The agent’s core operational loop is supported by a unified tool system designed for capability alignment, information adaptation, and architectural simplification. Key tools include batch_web_surfer for high-precision information retrieval, todo for stateful task tracking, file for token-efficient document editing and local storage, shell for sandboxed terminal execution, and analyze_image for multimodal perception. These tools are not merely wrappers but are engineered to preserve human-like interaction logic while optimizing for token efficiency and long-context robustness.
For information acquisition, the system employs a curated authority indexing strategy, isolating over 600 authoritative domains to ensure factual grounding. Knowledge-dense retrieval operates at paragraph-level granularity to maximize information density per token, while authority-aware ranking heuristics prioritize high-trust sources when semantic relevance is comparable. During execution, the agent leverages a patch-based editing protocol to minimize token overhead during report refinement and a summary-aware local storage mechanism to offload context pressure to disk, enabling near-infinite context support.
To support long-horizon reasoning, the system integrates stateful todo management that decouples research progress from model weights, ensuring goal alignment across extended trajectories. Interactive execution is enhanced through tmux-integrated sandboxing, allowing stable operation of stateful command-line tools, and a perception-optimized browser that suppresses redundant visual feedback via perceptual hash comparison, reducing multimodal token redundancy.

* **DATA UNDER STUDY**:

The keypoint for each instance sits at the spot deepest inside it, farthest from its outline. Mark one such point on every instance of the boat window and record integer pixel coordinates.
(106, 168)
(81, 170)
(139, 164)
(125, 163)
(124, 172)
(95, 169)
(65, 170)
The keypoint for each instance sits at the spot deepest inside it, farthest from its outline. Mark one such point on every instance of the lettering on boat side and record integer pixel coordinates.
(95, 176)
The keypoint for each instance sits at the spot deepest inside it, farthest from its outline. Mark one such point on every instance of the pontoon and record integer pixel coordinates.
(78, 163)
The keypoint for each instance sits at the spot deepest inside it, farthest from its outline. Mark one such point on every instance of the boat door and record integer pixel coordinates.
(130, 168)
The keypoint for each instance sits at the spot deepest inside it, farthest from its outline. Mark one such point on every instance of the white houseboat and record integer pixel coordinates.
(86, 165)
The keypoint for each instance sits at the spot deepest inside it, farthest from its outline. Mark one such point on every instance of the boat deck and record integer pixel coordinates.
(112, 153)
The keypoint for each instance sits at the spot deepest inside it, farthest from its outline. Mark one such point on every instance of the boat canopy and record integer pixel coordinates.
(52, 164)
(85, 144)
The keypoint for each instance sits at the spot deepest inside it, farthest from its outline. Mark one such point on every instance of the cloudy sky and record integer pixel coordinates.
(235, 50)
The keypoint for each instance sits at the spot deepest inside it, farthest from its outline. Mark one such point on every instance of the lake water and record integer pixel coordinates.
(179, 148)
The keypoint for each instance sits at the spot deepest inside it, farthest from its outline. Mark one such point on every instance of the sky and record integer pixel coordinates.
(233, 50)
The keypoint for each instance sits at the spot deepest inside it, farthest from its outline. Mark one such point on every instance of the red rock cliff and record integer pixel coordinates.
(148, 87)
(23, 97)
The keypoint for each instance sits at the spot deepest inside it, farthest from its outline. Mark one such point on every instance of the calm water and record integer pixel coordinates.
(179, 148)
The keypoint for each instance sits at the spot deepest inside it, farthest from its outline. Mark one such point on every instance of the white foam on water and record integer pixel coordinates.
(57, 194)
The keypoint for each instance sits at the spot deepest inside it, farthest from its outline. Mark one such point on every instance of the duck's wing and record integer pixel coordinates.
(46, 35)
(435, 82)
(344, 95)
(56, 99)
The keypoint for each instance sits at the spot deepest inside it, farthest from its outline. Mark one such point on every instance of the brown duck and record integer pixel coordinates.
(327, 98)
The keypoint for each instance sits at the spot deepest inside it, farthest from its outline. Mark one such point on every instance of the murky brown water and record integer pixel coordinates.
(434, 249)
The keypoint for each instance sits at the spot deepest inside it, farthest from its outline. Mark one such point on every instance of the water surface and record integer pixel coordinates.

* **ACTIVITIES**:
(a) According to the tool-system passage, how many authoritative domains does the curated authority indexing strategy isolate?
(b) Rewrite the part of the tool-system passage that opens with "For information acquisition, the" and closes with "near-infinite context support.", swapping "paragraph-level" for "sentence-level".

* **ANSWERS FOR EACH ITEM**:
(a) Over 600.

(b)
For information acquisition, the system employs a curated authority indexing strategy, isolating over 600 authoritative domains to ensure factual grounding. Knowledge-dense retrieval operates at sentence-level granularity to maximize information density per token, while authority-aware ranking heuristics prioritize high-trust sources when semantic relevance is comparable. During execution, the agent leverages a patch-based editing protocol to minimize token overhead during report refinement and a summary-aware local storage mechanism to offload context pressure to disk, enabling near-infinite context support.